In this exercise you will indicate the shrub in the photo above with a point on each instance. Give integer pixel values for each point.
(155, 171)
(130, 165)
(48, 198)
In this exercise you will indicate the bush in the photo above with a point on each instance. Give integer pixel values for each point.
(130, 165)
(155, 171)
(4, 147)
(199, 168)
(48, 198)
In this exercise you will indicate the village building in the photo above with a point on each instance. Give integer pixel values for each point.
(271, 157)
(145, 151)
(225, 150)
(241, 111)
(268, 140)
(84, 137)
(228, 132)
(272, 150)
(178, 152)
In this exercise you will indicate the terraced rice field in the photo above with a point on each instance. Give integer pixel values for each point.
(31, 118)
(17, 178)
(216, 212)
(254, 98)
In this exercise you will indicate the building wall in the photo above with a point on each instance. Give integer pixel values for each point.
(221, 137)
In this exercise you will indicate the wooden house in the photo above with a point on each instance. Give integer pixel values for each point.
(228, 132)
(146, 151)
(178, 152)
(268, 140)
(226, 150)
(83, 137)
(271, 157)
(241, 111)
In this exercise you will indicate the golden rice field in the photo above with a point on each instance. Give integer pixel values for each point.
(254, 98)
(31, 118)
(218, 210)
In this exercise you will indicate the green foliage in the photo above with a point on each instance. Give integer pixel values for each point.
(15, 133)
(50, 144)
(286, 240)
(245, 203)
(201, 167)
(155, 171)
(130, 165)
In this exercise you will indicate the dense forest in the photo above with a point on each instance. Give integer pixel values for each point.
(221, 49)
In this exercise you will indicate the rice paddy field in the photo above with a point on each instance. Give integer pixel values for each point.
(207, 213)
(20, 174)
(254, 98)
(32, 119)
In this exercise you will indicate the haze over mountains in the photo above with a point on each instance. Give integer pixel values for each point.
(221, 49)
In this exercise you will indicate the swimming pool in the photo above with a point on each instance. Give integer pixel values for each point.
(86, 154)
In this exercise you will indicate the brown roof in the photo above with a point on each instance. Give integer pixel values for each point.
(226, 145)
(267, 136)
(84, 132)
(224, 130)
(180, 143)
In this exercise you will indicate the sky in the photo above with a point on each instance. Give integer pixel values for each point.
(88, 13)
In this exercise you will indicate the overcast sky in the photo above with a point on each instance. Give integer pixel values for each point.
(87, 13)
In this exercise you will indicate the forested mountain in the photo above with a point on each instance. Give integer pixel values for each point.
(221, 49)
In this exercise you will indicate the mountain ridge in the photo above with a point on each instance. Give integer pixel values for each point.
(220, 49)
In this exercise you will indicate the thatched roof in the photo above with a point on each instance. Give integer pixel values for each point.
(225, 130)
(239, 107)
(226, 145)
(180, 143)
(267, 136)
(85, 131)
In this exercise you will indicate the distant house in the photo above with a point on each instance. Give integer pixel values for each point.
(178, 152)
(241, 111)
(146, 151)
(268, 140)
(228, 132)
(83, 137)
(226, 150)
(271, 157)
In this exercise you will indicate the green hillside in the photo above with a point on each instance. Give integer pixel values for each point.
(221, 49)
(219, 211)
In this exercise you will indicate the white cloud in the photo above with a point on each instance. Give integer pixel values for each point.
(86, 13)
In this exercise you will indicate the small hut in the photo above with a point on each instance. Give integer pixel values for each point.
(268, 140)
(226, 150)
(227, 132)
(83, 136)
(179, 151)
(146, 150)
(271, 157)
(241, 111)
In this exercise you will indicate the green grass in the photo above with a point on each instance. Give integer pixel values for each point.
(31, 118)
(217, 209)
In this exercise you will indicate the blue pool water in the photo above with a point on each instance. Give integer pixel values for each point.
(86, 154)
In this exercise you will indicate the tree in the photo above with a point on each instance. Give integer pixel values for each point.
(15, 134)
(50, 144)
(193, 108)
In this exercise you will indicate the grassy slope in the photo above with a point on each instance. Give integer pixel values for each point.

WRITTEN EXERCISE: Copy the entries from the line that contains "In this exercise you will indicate the blue" up to and including the last line of the entries, swapping "grassy slope" for "hillside" and leaving everything else unchanged.

WRITTEN SOLUTION:
In this exercise you will indicate the blue pool water in the photo above with a point on each instance. Give integer pixel values for each point.
(86, 154)
In this exercise you will indicate the tree in the photo above with a point on each instance. Give integer pixel values for each point.
(15, 134)
(50, 144)
(193, 108)
In this exercise you will indicate the hillside in the photo above with a point on each instance. Give integer pixel values for each point.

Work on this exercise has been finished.